**Named object pointing entries**

————————

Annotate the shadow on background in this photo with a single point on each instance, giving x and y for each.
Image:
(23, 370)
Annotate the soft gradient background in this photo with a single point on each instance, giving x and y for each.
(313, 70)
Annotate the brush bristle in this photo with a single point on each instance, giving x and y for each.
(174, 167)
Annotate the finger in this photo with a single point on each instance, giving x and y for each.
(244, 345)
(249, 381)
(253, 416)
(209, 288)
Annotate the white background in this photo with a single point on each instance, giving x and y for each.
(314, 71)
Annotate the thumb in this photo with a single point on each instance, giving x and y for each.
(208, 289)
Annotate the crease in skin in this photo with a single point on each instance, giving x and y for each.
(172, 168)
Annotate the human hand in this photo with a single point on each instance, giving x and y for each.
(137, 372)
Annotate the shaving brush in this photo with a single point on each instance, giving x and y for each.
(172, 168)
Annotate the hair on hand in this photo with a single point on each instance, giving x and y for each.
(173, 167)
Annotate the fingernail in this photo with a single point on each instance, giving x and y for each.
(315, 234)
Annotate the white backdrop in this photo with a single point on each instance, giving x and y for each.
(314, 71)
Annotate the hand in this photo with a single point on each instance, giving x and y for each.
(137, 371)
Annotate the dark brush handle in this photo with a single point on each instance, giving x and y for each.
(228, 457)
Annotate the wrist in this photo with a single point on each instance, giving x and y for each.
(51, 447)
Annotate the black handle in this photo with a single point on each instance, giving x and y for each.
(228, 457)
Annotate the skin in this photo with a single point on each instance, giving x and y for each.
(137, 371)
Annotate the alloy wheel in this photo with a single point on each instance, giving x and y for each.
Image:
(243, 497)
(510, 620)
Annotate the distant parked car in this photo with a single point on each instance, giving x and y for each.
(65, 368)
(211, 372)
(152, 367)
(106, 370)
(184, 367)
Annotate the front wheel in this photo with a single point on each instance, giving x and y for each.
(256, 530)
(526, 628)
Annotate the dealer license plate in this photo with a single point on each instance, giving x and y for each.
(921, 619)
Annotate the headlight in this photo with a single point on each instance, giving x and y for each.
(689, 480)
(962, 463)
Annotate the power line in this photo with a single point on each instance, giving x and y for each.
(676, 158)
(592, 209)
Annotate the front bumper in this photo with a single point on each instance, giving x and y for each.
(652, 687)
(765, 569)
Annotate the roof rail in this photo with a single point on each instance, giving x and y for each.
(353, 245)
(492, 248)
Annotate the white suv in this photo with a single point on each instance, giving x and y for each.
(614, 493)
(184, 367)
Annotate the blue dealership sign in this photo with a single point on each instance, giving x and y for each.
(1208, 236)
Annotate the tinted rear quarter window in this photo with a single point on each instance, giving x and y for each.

————————

**What to work on**
All lines from the one containing "Annotate the white backdrop" through the end of the records, both ends included, are to be quoted exactly; please add nothing else.

**Exercise solution**
Annotate the white backdrop in this photo with a single point on each instance, giving x and y for each.
(314, 71)
Annotate the hand in this photo with a single point on each instance, giving x and y for each.
(137, 371)
Annotate the dark brush handle in this photo with a single point on each instance, giving x and y for each.
(228, 457)
Annotate the wrist in this photo with a single point on each instance, giving x and y for each.
(51, 447)
Annotate the black handle in this photo with a single point on each instance, giving x and y for each.
(228, 457)
Annotate the skin in this photo with a single point on each instance, giving x and y for each.
(137, 371)
Annotate the alloy wheel in this photo with a single point on each instance, giving x and y for each.
Image:
(243, 497)
(510, 620)
Annotate the distant parked car in this photo with a single point on each instance, giving x and y for each.
(65, 368)
(211, 372)
(152, 367)
(106, 370)
(184, 367)
Annotate the front wheel in this photo with a single point on each instance, giving x and y for each.
(256, 530)
(526, 628)
Annotate the dealer license plate in this photo with a single point on each instance, giving x and y for each.
(921, 619)
Annotate the headlight in this photo with a single point on each instance, giving x and y for each.
(689, 480)
(962, 463)
Annotate the power line in this photo with a single point on each instance, giving x and y for each.
(676, 158)
(592, 209)
Annotate the front bumper in this photo with a single point on each instance, giving x and y for each.
(652, 687)
(765, 569)
Annotate the roof rail in this photo with a single point on each instance, giving x and y for each.
(353, 245)
(492, 248)
Annotate the white suv in this photo with a single point on each instance, giving x and y for each.
(614, 493)
(184, 367)
Annotate the blue dealership sign in this photo with a single point on each instance, giving x and y for each.
(1208, 236)
Annotate the tinted rear quarter window in this photo with a single point on each instance, giving x and y for each.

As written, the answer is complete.